### Task set
**1.** Answer these questions using the drowning-prevention text, one line each:
(a) What is the leading cause of death for children ages 1 to 4 years in the United States?
(b) What kind of gate should the safety fence around a pool have?
(c) For an infant under the age of 1, about how long should each of the two breaths last?
**2.** Write what comes next in the drowning-prevention text, beginning after its final sentence.

### Exercise text
During summer more people are at the pools, beaches, and lakes. Water activities are fun but they can also be dangerous. Drowning is the leading cause of death for children ages 1 to 4 years in the United States. Understanding how these accidents happen is the first step to preventing them.
Prevent Child Drowning
How Water Accidents Happen
There are a number of ways that children can get into trouble in the water. One major cause of toddler drowning is when children gain entry to a pool without the caregiver’s knowledge. Children can drown even when a caregiver is nearby. The best remedy for this is to have a safety fence around the pool. The fence should also have a self-closing, self-locking gate. The supervising adult should also keep the child within an arm’s reach anytime they are around water.
You Need More Than Swimming Lessons
Common-sense guidelines can help prevent drowning among all age groups. While toddlers are at the highest risk of drowning, statistics show drowning occurs in all age groups. This means that swimming lessons alone are not sufficient. Drowning-related accidents among adults are often tied to the use of alcohol or drugs. These factors can also hinder an adult from effectively supervising a child in the pool. The adult needs to be focused and alert, not multitasking or under the influence.
Drowning Prevention Tips
- A swimming pool should be completely separate from the house and play area of the yard.
- Alarms and pool covers should not be used as a substitute for a fence.
- Never leave your child alone or in the care of another child in or around water.
- Learn CPR and first aid and keep a first aid kit nearby
- Have rescue equipment, such as a life preserver.
- Wear Coast Guard-approved life jackets when swimming in the ocean.
- Bring a phone to the pool, lake or beach in case of an emergency.
- Provide swimming lessons when your child is ready to learn.
First Aid Steps for a Drowning Victim
Should you notice a child drowning, there are a few important steps to follow to save their life.
- Get out of the water: Your first priority is to get a drowning child out of the water as quickly as possible. If they are not breathing, place them on their back on a firm surface. Immediately begin rescue breathing, and have someone call for help.
- Open the child’s airway: Gently tilt back the head with one hand, and lift the chin with the other. Put your ear to the child’s mouth and nose, and look, listen, and feel for signs that she is breathing.
- If the child doesn’t seem to be breathing: For infants under the age of 1, place your mouth over the infant’s nose and lips and give two breaths, each lasting about 1 second. Look for the chest to rise and fall. For children, 1 year and older, pinch the child’s nose and seal your lips over her mouth. Give two slow, full breaths (1 to 2 seconds each). Wait for the chest to rise and fall before giving the second breath.

### Record set
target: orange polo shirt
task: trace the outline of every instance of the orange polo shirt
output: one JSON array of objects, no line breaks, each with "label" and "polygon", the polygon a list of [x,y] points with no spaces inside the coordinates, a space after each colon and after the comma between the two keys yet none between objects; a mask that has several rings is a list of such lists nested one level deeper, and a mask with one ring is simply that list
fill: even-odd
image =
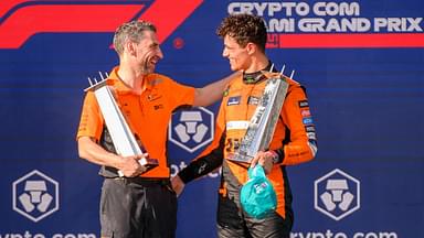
--
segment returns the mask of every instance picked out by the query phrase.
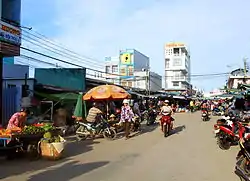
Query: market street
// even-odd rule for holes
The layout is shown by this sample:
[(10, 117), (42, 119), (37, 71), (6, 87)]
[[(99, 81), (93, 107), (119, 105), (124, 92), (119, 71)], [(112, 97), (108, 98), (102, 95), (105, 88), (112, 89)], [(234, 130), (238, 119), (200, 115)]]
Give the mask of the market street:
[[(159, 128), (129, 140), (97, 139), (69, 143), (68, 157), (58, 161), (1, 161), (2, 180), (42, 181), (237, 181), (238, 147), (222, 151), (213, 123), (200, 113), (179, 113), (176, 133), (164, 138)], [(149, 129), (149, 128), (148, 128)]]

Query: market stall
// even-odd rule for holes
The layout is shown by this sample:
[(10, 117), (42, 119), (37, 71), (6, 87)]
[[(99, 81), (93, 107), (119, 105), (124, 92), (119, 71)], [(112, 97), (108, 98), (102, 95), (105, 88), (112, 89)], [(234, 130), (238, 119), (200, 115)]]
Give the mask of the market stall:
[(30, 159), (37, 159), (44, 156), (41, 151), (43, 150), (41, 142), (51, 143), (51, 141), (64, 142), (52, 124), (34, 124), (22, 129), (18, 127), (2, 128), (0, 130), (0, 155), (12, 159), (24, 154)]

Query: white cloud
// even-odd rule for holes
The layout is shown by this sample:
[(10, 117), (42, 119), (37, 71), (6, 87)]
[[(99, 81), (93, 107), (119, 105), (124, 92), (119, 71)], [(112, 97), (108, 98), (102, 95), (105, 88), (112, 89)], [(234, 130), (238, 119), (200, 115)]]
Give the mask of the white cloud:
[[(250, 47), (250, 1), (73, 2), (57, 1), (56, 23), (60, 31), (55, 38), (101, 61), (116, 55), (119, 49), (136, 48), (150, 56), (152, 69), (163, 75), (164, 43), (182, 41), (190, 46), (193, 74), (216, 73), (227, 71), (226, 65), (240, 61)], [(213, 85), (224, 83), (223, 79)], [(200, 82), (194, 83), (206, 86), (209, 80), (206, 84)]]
==
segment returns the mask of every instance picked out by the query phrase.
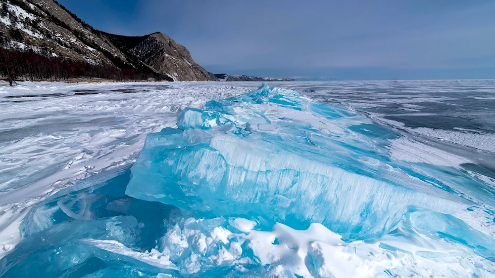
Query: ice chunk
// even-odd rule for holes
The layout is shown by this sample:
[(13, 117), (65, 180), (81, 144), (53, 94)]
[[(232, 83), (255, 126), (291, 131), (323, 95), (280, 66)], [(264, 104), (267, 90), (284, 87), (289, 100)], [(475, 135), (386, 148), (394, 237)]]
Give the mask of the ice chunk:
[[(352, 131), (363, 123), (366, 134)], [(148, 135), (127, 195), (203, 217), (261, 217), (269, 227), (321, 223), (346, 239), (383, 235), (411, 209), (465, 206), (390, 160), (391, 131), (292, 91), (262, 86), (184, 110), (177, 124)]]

### Your written answers
**1.**
(a) Drowning.
(b) A self-closing, self-locking gate.
(c) About 1 second.

**2.**
- If the chest rises after breaths: Check for a pulse. If the chest doesn’t rise, try again. Retilt the head, lift the child’s chin and repeat the breaths.
- Check for a pulse: Put two fingers on your child’s neck to the side of Adam’s apple. For infants, feel inside the arm between the elbow and shoulder. Wait five seconds. If there is a pulse, give one breath every three seconds. Check for a pulse every minute, and continue rescue breathing until the child is breathing on her own or help arrives.
- If you can’t find a pulse: For infants under the age of 1, imagine a line between the child’s nipples, and place two fingers just below its centerpoint. Apply five half-inch chest compressions in about three seconds. After five compressions, seal your lips over the child’s mouth and nose and give one breath.
For children 1 and older, use the heel of your hand to apply five quick one-inch chest compressions to the middle of the breastbone (just above where the ribs come together) in about three seconds. After five compressions, pinch the child’s nose, seal your lips over his mouth, and give one full breath.
Continue the cycle of five chest compressions followed by breath for one minute, then check for a pulse. Repeat the cycle until you find a pulse or help arrives and takes over. While these instructions are provided to help guide you, it is important to note that they are not a substitute for pepper CPR training. If you own a pool or visit the beach with your child, you need to know CPR. Most importantly, never assume it’s too late to save a child’s life. Even if they are unresponsive, continue performing CPR, and do not stop until medical professionals take over. Your efforts can save a life and your awareness and training can prevent accidents from happening in the first place.